### PROMPT
Pull out every line of the records that contains the string "blurred", matching case exactly.
* START *
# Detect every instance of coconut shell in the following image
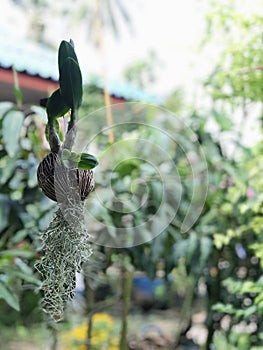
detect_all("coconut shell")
[37,152,94,203]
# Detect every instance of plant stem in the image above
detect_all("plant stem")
[95,0,114,144]
[85,278,94,350]
[120,254,133,350]
[64,108,78,150]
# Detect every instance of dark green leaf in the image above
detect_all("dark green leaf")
[47,89,69,121]
[0,280,20,311]
[3,110,24,158]
[58,40,78,74]
[78,153,99,170]
[59,57,82,109]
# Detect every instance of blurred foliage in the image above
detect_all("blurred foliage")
[0,1,263,350]
[123,51,161,89]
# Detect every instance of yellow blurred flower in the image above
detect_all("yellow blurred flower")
[61,313,116,350]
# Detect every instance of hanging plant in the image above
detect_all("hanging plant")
[36,41,98,321]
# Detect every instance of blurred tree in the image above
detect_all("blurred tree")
[123,51,160,89]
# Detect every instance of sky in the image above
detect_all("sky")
[0,0,208,96]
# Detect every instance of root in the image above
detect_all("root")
[35,203,91,322]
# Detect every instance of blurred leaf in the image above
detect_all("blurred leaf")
[0,193,10,231]
[0,102,14,119]
[3,110,24,158]
[0,280,20,311]
[213,111,233,131]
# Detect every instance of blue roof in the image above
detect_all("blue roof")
[0,32,162,104]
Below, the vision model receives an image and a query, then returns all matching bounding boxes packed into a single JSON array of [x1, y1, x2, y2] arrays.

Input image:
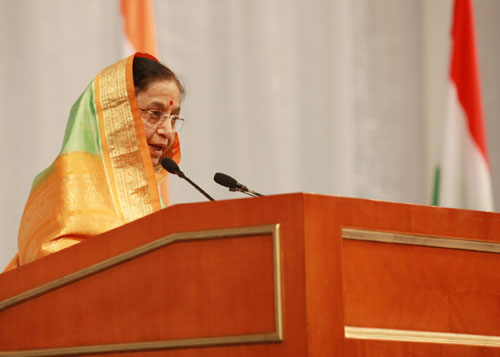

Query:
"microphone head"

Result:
[[161, 157, 182, 175], [214, 172, 238, 188]]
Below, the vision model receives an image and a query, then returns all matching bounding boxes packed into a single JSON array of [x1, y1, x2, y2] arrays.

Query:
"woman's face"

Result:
[[137, 80, 181, 166]]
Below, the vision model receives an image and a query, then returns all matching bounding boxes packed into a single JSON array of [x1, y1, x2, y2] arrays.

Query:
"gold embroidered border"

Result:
[[96, 57, 158, 222], [342, 228, 500, 253], [0, 224, 283, 357], [344, 326, 500, 347]]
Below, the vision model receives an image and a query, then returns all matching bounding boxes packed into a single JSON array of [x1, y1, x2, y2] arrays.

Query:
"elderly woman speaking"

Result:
[[6, 53, 184, 270]]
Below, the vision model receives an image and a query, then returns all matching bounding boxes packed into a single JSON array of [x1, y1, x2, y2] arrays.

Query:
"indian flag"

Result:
[[121, 0, 174, 205], [433, 0, 493, 211]]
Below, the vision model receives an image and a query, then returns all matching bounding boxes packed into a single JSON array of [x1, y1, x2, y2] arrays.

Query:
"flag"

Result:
[[433, 0, 493, 211], [121, 0, 174, 205]]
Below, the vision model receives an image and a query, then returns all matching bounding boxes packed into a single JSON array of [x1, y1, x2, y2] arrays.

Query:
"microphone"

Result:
[[214, 172, 264, 197], [161, 157, 214, 201]]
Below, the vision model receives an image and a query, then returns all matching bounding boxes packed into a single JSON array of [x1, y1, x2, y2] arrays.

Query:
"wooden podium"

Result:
[[0, 194, 500, 357]]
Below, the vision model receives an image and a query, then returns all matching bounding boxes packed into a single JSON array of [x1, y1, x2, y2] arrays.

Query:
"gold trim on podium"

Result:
[[344, 326, 500, 347], [0, 224, 283, 357], [342, 228, 500, 253]]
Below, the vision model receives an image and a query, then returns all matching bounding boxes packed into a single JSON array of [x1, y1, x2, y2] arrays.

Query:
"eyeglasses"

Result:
[[139, 108, 186, 132]]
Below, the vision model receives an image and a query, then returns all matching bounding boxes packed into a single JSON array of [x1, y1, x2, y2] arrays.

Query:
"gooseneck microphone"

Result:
[[161, 157, 214, 201], [214, 172, 264, 197]]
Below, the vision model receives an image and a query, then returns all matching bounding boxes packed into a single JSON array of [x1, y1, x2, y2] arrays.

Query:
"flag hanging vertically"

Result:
[[121, 0, 174, 205], [121, 0, 157, 56], [433, 0, 493, 211]]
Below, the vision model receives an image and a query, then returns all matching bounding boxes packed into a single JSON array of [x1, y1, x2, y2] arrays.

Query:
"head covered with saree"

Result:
[[7, 53, 184, 269]]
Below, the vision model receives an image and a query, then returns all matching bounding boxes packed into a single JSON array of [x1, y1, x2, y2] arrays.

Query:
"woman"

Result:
[[6, 53, 184, 270]]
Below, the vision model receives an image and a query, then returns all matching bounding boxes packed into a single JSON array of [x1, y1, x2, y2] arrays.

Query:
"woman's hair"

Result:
[[133, 57, 186, 98]]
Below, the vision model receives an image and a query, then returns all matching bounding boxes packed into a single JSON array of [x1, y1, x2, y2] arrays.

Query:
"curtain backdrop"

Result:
[[0, 0, 500, 267]]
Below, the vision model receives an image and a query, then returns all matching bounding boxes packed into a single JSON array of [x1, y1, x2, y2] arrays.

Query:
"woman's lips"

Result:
[[148, 144, 164, 157]]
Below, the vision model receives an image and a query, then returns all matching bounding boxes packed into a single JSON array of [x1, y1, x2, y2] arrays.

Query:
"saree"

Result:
[[6, 53, 180, 270]]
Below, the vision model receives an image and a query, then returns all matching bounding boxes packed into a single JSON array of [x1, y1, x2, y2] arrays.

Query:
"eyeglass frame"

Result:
[[139, 108, 187, 133]]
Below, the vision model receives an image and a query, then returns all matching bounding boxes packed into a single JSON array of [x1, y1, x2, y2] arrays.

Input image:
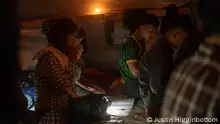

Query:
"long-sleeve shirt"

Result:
[[35, 51, 74, 123]]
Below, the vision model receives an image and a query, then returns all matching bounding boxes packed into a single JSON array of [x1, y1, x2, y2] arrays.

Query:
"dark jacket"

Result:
[[138, 38, 174, 114]]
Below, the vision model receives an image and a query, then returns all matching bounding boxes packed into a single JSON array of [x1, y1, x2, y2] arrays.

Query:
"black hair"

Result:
[[42, 18, 78, 53], [197, 0, 220, 35], [123, 9, 159, 33], [164, 16, 192, 33]]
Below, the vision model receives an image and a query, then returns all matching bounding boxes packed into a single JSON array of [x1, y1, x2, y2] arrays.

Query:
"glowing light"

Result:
[[95, 8, 101, 13]]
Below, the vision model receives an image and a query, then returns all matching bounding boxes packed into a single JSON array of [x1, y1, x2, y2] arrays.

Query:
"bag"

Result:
[[67, 94, 110, 124]]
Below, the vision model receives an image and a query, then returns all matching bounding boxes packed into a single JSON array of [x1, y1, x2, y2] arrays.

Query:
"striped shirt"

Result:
[[161, 42, 220, 124], [119, 37, 145, 82], [35, 51, 74, 124]]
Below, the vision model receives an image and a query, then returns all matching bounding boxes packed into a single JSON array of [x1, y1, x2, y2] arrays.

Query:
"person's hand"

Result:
[[76, 45, 83, 60]]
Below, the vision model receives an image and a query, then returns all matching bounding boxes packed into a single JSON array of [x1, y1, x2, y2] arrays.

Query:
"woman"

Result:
[[35, 18, 81, 124]]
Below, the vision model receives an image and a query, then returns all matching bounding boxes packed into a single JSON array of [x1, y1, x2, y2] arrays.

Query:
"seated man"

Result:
[[138, 18, 199, 116], [119, 11, 159, 98]]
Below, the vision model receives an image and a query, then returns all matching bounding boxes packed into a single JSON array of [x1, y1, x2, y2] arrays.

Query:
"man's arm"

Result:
[[126, 60, 138, 77], [121, 41, 139, 77]]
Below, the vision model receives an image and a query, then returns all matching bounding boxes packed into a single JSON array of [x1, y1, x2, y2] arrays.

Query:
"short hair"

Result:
[[197, 0, 220, 35], [164, 16, 191, 33], [123, 9, 159, 32], [42, 18, 78, 53]]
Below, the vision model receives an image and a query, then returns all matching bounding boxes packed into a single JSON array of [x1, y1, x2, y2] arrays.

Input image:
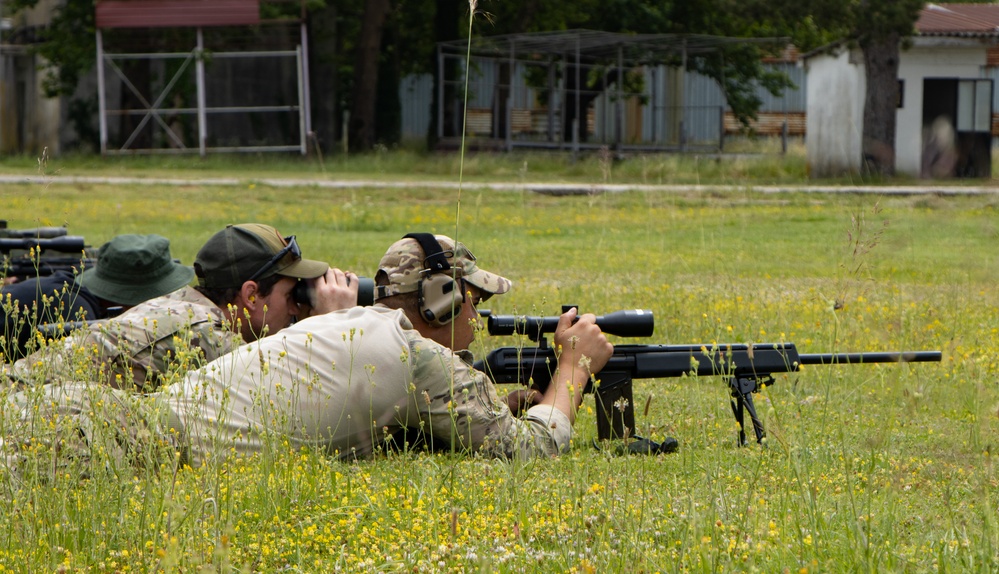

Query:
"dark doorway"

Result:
[[921, 78, 992, 178]]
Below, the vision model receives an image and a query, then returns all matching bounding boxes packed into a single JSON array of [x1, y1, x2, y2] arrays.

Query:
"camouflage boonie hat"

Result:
[[194, 223, 330, 289], [76, 233, 194, 306], [375, 235, 513, 301]]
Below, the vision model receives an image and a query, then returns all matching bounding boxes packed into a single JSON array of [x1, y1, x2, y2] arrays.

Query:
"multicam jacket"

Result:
[[164, 305, 572, 464], [9, 287, 243, 392]]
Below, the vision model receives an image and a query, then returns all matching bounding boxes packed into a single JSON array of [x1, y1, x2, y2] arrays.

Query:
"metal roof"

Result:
[[440, 29, 787, 61], [916, 4, 999, 37]]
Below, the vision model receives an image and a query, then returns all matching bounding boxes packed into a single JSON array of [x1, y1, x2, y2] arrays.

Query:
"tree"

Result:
[[806, 0, 925, 176]]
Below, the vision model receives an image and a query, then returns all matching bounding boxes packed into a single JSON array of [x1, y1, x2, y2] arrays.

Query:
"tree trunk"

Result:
[[308, 2, 340, 153], [861, 33, 900, 176], [349, 0, 391, 150], [427, 0, 461, 149]]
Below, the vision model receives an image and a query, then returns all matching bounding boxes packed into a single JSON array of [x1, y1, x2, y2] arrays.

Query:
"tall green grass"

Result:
[[0, 179, 999, 572]]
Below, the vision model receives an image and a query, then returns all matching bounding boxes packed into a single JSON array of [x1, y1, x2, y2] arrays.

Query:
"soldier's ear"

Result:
[[239, 281, 258, 309]]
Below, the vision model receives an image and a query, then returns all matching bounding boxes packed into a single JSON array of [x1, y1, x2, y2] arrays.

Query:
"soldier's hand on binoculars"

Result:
[[309, 267, 359, 315]]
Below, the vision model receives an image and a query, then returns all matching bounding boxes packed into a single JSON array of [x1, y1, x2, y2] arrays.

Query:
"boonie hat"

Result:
[[375, 235, 513, 301], [76, 234, 194, 306], [194, 223, 330, 289]]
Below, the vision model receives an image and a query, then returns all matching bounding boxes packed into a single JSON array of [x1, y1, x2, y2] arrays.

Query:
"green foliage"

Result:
[[0, 173, 999, 572]]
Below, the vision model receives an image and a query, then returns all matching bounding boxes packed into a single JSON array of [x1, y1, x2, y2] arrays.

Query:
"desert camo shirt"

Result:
[[8, 287, 243, 392], [163, 305, 572, 464]]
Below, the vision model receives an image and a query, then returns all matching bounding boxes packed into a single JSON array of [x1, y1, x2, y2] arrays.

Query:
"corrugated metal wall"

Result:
[[400, 60, 808, 146]]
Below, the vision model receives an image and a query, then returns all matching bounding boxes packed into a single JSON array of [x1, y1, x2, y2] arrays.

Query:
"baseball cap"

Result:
[[76, 234, 194, 306], [375, 235, 513, 301], [194, 223, 330, 289]]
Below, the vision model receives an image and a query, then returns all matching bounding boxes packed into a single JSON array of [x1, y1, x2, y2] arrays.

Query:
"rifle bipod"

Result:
[[727, 375, 774, 446]]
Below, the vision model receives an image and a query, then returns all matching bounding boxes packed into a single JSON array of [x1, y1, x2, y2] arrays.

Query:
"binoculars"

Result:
[[291, 277, 375, 307]]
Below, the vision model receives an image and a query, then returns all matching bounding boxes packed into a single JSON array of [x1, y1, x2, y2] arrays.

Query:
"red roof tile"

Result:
[[95, 0, 260, 28], [916, 4, 999, 36]]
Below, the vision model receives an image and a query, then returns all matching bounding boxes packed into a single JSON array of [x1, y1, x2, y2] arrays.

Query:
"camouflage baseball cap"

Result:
[[194, 223, 330, 289], [375, 235, 513, 301]]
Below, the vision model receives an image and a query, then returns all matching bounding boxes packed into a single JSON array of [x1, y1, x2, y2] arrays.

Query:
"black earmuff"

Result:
[[405, 233, 465, 326]]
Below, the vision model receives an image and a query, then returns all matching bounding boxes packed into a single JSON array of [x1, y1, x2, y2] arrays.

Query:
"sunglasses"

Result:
[[247, 235, 302, 281]]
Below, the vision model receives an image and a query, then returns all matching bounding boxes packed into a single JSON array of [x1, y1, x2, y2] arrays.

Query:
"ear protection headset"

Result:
[[404, 233, 465, 326]]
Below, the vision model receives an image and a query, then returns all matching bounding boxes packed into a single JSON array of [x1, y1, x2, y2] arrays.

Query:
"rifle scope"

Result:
[[479, 309, 655, 341], [0, 219, 66, 239], [0, 236, 87, 253]]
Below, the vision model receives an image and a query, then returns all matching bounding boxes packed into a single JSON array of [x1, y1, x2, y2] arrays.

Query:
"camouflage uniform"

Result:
[[9, 287, 243, 392], [0, 234, 572, 476], [164, 305, 572, 462]]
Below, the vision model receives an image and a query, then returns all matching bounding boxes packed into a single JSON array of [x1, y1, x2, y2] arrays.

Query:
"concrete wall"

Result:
[[806, 38, 986, 177], [895, 38, 986, 177], [805, 48, 867, 177]]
* END *
### SOLUTION
# Detect every instance of blurred foliage in the image above
detect_all("blurred foliage")
# Detect every instance of yellow blurred flower in the image above
detect_all("yellow blurred flower")
# Detect every instance of blurred tree in the image above
detect_all("blurred tree")
# Detect every instance of blurred leaf in the image above
detect_all("blurred leaf")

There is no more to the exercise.